That evening, Dot goes on a date with Connor, who is able to communicate with her by lip reading. Dot returns home to find Paul and Nina in bed together, and deliberately breaks a vase in the hallway, interrupting; Nina realizes the action signifies Dot's alliance with her. Later, Dot comforts Nina in her bedroom as she cries herself to sleep. The following night, after a basketball game, Connor confides numerous personal secrets to Dot, including his attention deficit disorder and his chronic masturbation. The two proceed to have sex in the school swimming pool. Meanwhile, Nina returns home from the game and is visited by Paul in her bedroom while she irons her cheerleading uniform. Mustering the courage to proceed with the murder, Nina tells him to close his eyes, and that she has a secret to show him; she proceeds to approach him with the hot iron to burn his face, but is interrupted when Dot returns home. Nina puts the iron down, and instead lies to her father that she is pregnant with his child and needs a thousand dollars for an abortion. He agrees to give Nina the money the next day.

Nina and Dot prepare to attend the school's spring dance the following night. While getting ready, Nina tells Dot she is going to kill Paul that night and run away with the abortion money he is giving her. She explains that she will find work as a stripper, believing she can become famous "like Courtney Love." Before the girls depart for the dance, Paul confronts Nina after finding tampons in her purse, and accuses her of lying about the pregnancy. Meanwhile, Dot, who is playing "Moonlight Sonata" downstairs, hears the argument. The confrontation becomes violent, and eventually descends into a rape before Dot comes to Nina's defense, strangling Paul to death with a piano wire. Olivia, in a drug-induced stupor, stumbles upon the scene, unfazed by her husband's corpse, but amazed by the revelation that Dot can hear.

Michelle arrives at the house to pick Nina and Dot up. The two quickly change their dresses, which are soaked in blood, and leave. At the dance, Dot reveals to Connor that she can hear and speak; angered by her deception, he storms away. Nina and Dot leave the dance, and walk to a riverbank in the woods, where they bury a backpack containing their blood-soaked clothing. Nina asks Dot why she pretended to be deaf-mute. Dot explains that, after her mother died during her childhood, she stopped speaking and began communicating only with sign language, as it made her feel closer to her father. When the girls return home, they find police cars at the house, and Olivia turning herself in for Paul's murder. Olivia apologizes to her daughter, and atones for having allowed Paul's sexual abuse of Nina go ignored. The following morning, Nina and Dot sit together and play piano, freed from their respective fathers.

==Production==
===Casting===
After appearing in The Girl Next Door, Cuthbert wanted to "not just ... play the hot girl in the movie, it kills me." She had just finished the House of Wax and "was ready to do something that was definitely more character-driven." She read the Sundance workshop script by writers Abdi Nazemian and Micah Shraft, who had not previously made a feature film, and became an associate producer for the film, originally to be titled Dot.

• Information shown:
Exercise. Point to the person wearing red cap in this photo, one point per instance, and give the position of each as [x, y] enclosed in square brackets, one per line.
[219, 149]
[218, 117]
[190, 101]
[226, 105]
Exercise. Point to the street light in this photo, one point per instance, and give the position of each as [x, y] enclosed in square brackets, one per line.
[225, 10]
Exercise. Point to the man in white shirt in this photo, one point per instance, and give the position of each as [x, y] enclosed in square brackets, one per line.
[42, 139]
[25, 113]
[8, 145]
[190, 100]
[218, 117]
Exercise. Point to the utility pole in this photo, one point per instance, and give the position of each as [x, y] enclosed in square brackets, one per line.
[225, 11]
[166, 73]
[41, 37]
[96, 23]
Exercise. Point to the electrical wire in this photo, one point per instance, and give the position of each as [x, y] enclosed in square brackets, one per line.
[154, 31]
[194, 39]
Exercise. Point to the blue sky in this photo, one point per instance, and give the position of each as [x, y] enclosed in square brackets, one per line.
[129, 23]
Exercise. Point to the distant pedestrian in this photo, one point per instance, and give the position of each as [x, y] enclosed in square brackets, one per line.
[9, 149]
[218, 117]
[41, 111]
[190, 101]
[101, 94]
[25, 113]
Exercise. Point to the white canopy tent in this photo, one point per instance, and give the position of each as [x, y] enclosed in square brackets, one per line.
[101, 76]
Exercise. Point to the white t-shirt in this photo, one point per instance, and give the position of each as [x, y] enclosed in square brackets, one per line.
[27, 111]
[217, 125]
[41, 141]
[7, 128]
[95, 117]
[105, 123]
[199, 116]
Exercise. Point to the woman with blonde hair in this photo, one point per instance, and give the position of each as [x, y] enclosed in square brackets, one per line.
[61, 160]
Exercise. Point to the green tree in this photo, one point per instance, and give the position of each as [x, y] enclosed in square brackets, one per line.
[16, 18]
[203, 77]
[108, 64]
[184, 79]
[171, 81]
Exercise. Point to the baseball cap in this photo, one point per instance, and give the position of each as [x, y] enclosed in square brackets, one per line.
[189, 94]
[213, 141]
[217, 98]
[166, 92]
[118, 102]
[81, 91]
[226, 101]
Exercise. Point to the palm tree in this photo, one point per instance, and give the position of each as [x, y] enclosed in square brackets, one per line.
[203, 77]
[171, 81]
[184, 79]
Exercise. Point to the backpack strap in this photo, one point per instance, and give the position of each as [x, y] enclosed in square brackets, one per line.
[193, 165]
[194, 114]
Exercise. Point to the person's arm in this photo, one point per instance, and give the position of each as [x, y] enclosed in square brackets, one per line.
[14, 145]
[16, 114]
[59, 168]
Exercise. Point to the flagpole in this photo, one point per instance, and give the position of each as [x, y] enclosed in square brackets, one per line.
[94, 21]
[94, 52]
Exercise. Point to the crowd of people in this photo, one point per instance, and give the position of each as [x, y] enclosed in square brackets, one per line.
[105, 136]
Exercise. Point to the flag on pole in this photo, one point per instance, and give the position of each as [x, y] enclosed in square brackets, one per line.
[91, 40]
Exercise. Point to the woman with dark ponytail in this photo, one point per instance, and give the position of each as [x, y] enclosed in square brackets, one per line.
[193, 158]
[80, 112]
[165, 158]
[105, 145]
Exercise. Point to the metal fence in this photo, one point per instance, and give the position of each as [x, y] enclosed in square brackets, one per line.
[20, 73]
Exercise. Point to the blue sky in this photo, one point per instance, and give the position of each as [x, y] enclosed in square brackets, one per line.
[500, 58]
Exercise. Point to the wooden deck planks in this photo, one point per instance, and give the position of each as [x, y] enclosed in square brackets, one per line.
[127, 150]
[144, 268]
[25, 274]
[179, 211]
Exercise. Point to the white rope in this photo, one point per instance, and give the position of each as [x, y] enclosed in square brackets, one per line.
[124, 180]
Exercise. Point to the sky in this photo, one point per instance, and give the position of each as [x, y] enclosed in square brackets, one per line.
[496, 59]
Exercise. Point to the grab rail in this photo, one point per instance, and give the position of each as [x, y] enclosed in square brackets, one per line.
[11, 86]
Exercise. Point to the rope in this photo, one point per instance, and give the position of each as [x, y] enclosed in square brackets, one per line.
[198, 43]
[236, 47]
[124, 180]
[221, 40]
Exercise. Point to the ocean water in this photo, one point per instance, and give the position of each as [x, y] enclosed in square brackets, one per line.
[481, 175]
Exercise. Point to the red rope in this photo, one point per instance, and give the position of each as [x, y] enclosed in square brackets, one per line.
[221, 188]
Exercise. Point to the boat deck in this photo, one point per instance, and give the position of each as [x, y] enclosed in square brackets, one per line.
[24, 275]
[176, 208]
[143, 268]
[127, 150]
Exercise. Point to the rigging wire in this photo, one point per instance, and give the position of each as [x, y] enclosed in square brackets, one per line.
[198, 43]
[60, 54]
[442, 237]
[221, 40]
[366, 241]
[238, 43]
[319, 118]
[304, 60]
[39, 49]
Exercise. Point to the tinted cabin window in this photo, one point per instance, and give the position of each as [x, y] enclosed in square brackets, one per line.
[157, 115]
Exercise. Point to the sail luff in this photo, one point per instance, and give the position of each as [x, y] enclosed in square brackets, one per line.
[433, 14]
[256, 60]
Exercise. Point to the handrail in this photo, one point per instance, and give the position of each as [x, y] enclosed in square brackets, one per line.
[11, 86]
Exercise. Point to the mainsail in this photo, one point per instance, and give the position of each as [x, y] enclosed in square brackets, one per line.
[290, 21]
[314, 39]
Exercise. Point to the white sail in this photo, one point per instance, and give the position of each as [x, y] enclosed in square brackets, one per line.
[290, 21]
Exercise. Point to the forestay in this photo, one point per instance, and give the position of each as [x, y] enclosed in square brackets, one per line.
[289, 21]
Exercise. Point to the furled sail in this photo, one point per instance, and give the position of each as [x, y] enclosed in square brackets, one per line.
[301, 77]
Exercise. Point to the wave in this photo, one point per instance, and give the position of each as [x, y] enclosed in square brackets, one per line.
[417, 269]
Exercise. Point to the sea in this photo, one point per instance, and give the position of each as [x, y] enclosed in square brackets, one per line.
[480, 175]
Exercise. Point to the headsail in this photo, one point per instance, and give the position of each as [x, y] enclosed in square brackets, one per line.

• What this exercise asks:
(1) Pull out each line of the records that contains the word "person", treating uppercase and lowercase as different.
(2) Resume the film article, picking up right after its last sentence.
The film article and the records have nothing to do with each other.

• Per-task answers:
(1)
Exercise. Point to the person wearing red cap in this photo, one point per instance, and give the position of each as [x, y] enclosed in square brackets, one per line.
Exercise. Point to the person's arm in this photo, one point per instance, and give the position of each as [x, y] enclosed in square brackets, one per line.

(2)
Cuthbert had initially wanted to play the role of the silent Dot, but director Jamie Babbit instead cast Belle in that part after Thora Birch dropped out of the project. Babbit reasoned that "To me, Dot has to be someone you could believe would be invisible in high school. You look at Elisha, this beautiful woman with the most perfect body you've ever seen and you think, there's no high school in America where this girl could be invisible. No matter how much hair and makeup I do, it's not going to happen." Cuthbert ultimately agreed to take the role, though she initially found it difficult to connect with: "I had a healthy childhood. That was a conflict for me because I had nothing to draw on for this character. Everything about this character made no sense in some ways. Everything about me wanted to defend myself and stand up for myself, but I couldn't do that for the character because this is all she knows. It was challenging."

Belle's role as Dot was a departure from previous roles and the film was released around the same time as two other indie films starring Belle, The Ballad of Jack and Rose and The Chumscrubber. Belle learned sign language and classical piano for the role, and wore no makeup for the part. She said of her part that "It was a lonely time 'cause she is a very lonely, depressing character." Cuthbert said that acting her part was complicated by Belle "not doing a whole lot in the movie, as far as dialogue goes – it was difficult, because we had to find the right timing and the beats."

The actors were brought together before filming commenced to go through ideas relating to the film, in order that they were familiar with the long-term situation of the characters. Cuthbert spoke to psychiatrists about sexual abuse, and the cast read articles about women who had been sexually abused.

===Filming===
The film was shot during September and October 2004 in Austin, Texas, and was produced by the University of Texas' Burnt Orange productions as their first feature. It was made for approximately $1 million, funded by the University of Texas Film Institute. Although the film is set in suburban Connecticut, Bowie High School in Austin was the principal filming location. A total of 36 University of Texas students worked on the film.

The film was shot in high-definition video. Variety said that "[director of photography] M. David Mullen's high-definition, widescreen camerawork supplies a lucid, moody look, matched by Jeff Rona's brooding score." MSNBC's Christy Lemire noted that "Every frame of The Quiet, with its overly styled blue-gray tint and hazy interiors, calls to mind 9½ Weeks, Fatal Attraction or Unfaithful." Metroactive saw that "the purplish blues (the color that seems to work best in HD) are deeply saturated for such a cost-effective medium, and the color is never milky or streaky. At times, Mullen and Babbit overdo the murk." IndieWire agreed, noting that the "use of smoke to mask the use of high-def video ... results in laughably inexplicable smoky interiors lit like a high school production of Les Miserables." SF Stations Mel Valentin argued that Babbit effectively exaggerated the limitations of the budget and using HD video: "the video artifacts, lighting, night-time shooting, and sparse sets end up creating an oneiric, fairy-tale quality that helps to balances out the undercurrent of violence that permeates the characters’ actions."

The scene where Nina's father Paul attacks her was notably difficult to film, because Cuthbert was genuinely hurt by Donovan, who was "very method" during filming, and Babbit was caught between wanting to protect her and the need for Cuthbert "to go to a scary place." Cuthbert said that playing a victim was hard for her, and that "there were moments when I would go to the bathroom and bawl."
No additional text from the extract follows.